Open sirus20x6 opened 5 days ago
When reporting problems, it is very helpful if you can provide:
Including the “announcement” lines that aider prints at startup is an easy way to share some of this helpful info.
Aider v0.37.1-dev
Models: gpt-4o with diff edit format, weak model gpt-3.5-turbo
Git repo: .git with 243 files
Repo-map: using 1024 tokens
I'm seeing the same thing starting aider in an empty git project:
$ aider --model ollama/qwen2.5-coder:32b --model-metadata-file .aider.model.metadata.json
─────────────────────────────────────────────────────────────────────────────────────────────────────────────────────────────────────────────────────────────────────────────────────────────────────────────────────────────────────────────────────
Warning for ollama/qwen2.5-coder:32b: Unknown context window size and costs, using sane defaults.
Did you mean one of these?
- ollama/qwen2.5-coder:32b
You can skip this check with --no-show-model-warnings
https://aider.chat/docs/llms/warnings.html
Open documentation url for more info? (Y)es/(N)o [Yes]: N
Aider v0.62.1
Model: ollama/qwen2.5-coder:32b with whole edit format
Git repo: .git with 0 files
Repo-map: disabled
Use /help <question> for help, run "aider --help" to see cmd line args
─────────────────────────────────────────────────────────────────────────────────────────────────────────────────────────────────────────────────────────────────────────────────────────────────────────────────────────────────────────────────────
>
Platform: MacOS Metadata file:
{
"ollama/qwen2.5-coder:32b": {
"max_tokens": 4096,
"max_input_tokens": 128000,
"max_output_tokens": 128000,
"input_cost_per_token": 0.000000000014,
"output_cost_per_token": 0.000000000028,
"litellm_provider": "ollama",
"mode": "chat"

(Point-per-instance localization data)

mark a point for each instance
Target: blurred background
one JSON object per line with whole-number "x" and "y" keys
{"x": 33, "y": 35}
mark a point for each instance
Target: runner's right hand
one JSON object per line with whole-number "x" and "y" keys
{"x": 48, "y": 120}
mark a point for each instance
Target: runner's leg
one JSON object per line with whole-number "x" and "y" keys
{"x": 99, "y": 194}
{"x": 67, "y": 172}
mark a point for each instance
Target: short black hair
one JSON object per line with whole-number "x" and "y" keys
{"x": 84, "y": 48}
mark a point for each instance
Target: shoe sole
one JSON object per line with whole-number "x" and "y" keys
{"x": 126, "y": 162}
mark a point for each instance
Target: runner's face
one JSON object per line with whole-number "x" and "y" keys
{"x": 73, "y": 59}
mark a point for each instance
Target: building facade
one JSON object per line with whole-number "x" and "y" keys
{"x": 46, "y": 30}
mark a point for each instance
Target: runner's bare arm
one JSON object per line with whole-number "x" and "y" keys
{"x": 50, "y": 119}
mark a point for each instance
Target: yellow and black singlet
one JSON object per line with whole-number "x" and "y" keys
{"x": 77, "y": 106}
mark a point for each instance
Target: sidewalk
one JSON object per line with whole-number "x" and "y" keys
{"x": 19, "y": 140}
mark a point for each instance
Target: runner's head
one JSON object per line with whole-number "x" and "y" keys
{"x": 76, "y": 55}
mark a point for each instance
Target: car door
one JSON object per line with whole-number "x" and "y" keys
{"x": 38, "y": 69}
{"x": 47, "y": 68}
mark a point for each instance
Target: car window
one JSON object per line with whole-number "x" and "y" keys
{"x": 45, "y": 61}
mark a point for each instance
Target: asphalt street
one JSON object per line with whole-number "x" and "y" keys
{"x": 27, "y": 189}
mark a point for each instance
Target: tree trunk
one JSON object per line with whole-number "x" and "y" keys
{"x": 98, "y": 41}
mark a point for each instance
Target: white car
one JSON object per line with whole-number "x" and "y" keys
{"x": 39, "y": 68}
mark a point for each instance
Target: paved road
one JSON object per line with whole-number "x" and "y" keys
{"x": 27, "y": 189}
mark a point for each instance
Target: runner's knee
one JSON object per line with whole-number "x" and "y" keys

(YOUR OBJECTIVE) Transcribe the portion of the aider issue thread starting at "Open sirus20x6 opened" and ending at "this helpful info.".

(SOLVED EXERCISE)
Open sirus20x6 opened 5 days ago
When reporting problems, it is very helpful if you can provide:
Including the “announcement” lines that aider prints at startup is an easy way to share some of this helpful info.